STORED RECORDS →
───

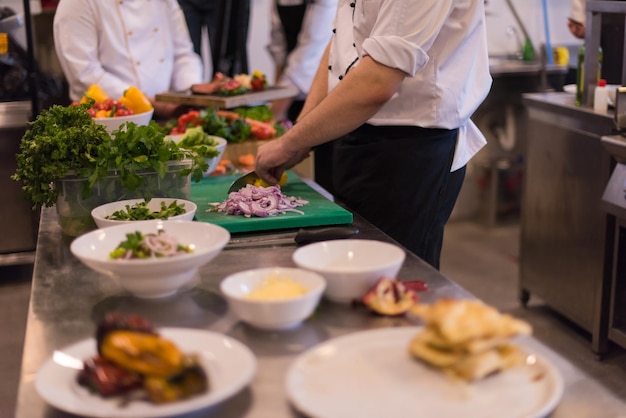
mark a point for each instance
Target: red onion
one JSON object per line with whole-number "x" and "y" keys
{"x": 259, "y": 201}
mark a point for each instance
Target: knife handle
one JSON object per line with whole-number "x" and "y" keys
{"x": 310, "y": 235}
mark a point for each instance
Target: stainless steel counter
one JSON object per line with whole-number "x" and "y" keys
{"x": 564, "y": 254}
{"x": 18, "y": 222}
{"x": 67, "y": 298}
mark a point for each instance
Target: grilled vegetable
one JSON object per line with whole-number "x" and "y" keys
{"x": 190, "y": 381}
{"x": 142, "y": 353}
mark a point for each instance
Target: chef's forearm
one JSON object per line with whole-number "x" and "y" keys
{"x": 356, "y": 99}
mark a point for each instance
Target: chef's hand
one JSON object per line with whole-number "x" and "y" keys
{"x": 274, "y": 157}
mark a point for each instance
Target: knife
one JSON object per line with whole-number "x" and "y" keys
{"x": 249, "y": 178}
{"x": 303, "y": 236}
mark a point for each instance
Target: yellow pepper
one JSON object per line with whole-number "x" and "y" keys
{"x": 143, "y": 353}
{"x": 94, "y": 92}
{"x": 135, "y": 100}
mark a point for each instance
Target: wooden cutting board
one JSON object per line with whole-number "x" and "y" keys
{"x": 319, "y": 211}
{"x": 227, "y": 102}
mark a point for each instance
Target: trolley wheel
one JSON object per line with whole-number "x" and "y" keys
{"x": 524, "y": 297}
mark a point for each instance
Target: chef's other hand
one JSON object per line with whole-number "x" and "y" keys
{"x": 274, "y": 157}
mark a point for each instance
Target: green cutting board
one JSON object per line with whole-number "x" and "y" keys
{"x": 319, "y": 211}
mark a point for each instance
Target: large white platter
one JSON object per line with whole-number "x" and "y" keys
{"x": 371, "y": 374}
{"x": 229, "y": 365}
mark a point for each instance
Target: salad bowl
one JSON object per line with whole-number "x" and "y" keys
{"x": 139, "y": 210}
{"x": 176, "y": 250}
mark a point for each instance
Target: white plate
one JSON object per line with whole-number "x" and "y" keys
{"x": 570, "y": 88}
{"x": 229, "y": 364}
{"x": 372, "y": 374}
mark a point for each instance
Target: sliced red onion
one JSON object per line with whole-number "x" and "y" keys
{"x": 259, "y": 201}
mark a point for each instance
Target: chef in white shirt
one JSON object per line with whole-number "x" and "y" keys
{"x": 395, "y": 90}
{"x": 119, "y": 43}
{"x": 300, "y": 32}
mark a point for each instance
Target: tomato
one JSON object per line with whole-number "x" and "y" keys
{"x": 190, "y": 118}
{"x": 257, "y": 84}
{"x": 107, "y": 104}
{"x": 261, "y": 132}
{"x": 122, "y": 111}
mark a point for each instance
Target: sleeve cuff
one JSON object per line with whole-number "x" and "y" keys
{"x": 396, "y": 52}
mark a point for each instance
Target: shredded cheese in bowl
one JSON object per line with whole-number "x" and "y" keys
{"x": 277, "y": 288}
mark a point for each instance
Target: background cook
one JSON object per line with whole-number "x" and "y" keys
{"x": 119, "y": 43}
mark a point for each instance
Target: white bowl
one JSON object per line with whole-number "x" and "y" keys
{"x": 213, "y": 162}
{"x": 114, "y": 123}
{"x": 156, "y": 277}
{"x": 100, "y": 213}
{"x": 277, "y": 314}
{"x": 350, "y": 266}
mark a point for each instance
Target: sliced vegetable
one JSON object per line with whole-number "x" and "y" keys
{"x": 259, "y": 201}
{"x": 142, "y": 353}
{"x": 142, "y": 246}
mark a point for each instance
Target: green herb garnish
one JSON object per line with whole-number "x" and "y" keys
{"x": 138, "y": 245}
{"x": 141, "y": 212}
{"x": 65, "y": 141}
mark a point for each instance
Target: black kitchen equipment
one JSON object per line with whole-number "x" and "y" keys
{"x": 614, "y": 202}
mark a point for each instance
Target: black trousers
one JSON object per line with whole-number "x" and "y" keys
{"x": 398, "y": 178}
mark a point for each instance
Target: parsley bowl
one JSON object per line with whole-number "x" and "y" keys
{"x": 177, "y": 250}
{"x": 139, "y": 210}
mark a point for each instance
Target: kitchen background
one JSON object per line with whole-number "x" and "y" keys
{"x": 492, "y": 189}
{"x": 504, "y": 34}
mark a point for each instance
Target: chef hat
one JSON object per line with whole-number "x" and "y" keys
{"x": 578, "y": 10}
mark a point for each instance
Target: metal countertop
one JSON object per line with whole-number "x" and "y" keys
{"x": 67, "y": 298}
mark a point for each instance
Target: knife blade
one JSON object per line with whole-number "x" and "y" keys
{"x": 241, "y": 182}
{"x": 303, "y": 236}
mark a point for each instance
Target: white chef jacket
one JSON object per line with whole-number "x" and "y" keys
{"x": 578, "y": 11}
{"x": 119, "y": 43}
{"x": 315, "y": 33}
{"x": 440, "y": 44}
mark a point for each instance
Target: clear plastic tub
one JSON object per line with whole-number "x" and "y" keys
{"x": 74, "y": 211}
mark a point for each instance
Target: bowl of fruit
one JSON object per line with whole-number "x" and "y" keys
{"x": 133, "y": 106}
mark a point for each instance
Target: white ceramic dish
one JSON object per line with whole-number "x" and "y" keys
{"x": 213, "y": 162}
{"x": 100, "y": 213}
{"x": 155, "y": 277}
{"x": 272, "y": 314}
{"x": 229, "y": 364}
{"x": 370, "y": 374}
{"x": 350, "y": 266}
{"x": 114, "y": 123}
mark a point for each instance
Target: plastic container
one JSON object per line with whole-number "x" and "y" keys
{"x": 74, "y": 212}
{"x": 601, "y": 97}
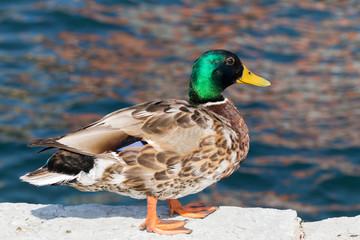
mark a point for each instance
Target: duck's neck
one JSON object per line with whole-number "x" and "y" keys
{"x": 227, "y": 110}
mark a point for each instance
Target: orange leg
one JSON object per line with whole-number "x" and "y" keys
{"x": 194, "y": 210}
{"x": 154, "y": 224}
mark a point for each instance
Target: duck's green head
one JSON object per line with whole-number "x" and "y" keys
{"x": 216, "y": 70}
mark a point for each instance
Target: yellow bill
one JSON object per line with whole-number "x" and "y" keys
{"x": 250, "y": 78}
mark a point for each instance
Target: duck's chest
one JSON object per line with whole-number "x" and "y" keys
{"x": 234, "y": 130}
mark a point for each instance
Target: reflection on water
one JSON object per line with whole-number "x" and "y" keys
{"x": 66, "y": 63}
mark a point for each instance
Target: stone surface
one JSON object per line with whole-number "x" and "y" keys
{"x": 333, "y": 228}
{"x": 94, "y": 221}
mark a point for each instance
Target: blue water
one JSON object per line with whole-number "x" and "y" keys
{"x": 64, "y": 64}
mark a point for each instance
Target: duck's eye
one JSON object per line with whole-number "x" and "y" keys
{"x": 230, "y": 61}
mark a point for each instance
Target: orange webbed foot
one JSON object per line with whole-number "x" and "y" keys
{"x": 193, "y": 210}
{"x": 165, "y": 227}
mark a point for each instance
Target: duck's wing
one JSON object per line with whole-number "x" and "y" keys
{"x": 166, "y": 125}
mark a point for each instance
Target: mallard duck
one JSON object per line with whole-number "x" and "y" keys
{"x": 163, "y": 149}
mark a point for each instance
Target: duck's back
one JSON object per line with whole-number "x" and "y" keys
{"x": 167, "y": 149}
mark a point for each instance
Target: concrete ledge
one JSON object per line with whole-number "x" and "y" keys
{"x": 94, "y": 221}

───

Locate every line in the records that contains the string "kitchen", and copy each of those lines. Case counts.

Target: black kitchen equipment
Target: kitchen background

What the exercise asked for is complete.